# About this task
Write out the following listing in full, exactly as it reads.

# Records
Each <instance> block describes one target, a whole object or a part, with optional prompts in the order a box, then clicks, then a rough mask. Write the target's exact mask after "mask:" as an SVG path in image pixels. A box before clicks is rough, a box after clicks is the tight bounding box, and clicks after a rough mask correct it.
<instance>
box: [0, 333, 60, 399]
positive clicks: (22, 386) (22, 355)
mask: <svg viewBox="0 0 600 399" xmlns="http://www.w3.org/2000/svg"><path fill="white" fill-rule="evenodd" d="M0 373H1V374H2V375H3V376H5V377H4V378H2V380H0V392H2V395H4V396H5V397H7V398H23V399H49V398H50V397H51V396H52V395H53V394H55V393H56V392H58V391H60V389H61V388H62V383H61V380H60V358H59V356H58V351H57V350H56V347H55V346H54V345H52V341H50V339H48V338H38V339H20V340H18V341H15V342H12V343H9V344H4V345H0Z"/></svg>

# Response for this exercise
Each <instance> block describes one target, a whole object or a part, with optional prompts in the order a box, then clicks, then a rough mask. Write the target's exact mask after "mask:" as an SVG path in image pixels. A box before clicks is rough, a box after clicks is the tight bounding box, and clicks after a rough mask correct it.
<instance>
box: [0, 333, 60, 399]
positive clicks: (22, 386) (22, 355)
mask: <svg viewBox="0 0 600 399" xmlns="http://www.w3.org/2000/svg"><path fill="white" fill-rule="evenodd" d="M0 373H1V374H2V375H3V376H5V377H4V378H2V380H0V392H2V395H4V396H5V397H7V398H23V399H49V398H50V397H51V396H52V395H53V394H55V393H56V392H58V391H60V389H61V388H62V383H61V380H60V358H59V356H58V351H57V350H56V347H55V346H54V345H52V341H50V339H48V338H38V339H20V340H18V341H15V342H12V343H9V344H4V345H0Z"/></svg>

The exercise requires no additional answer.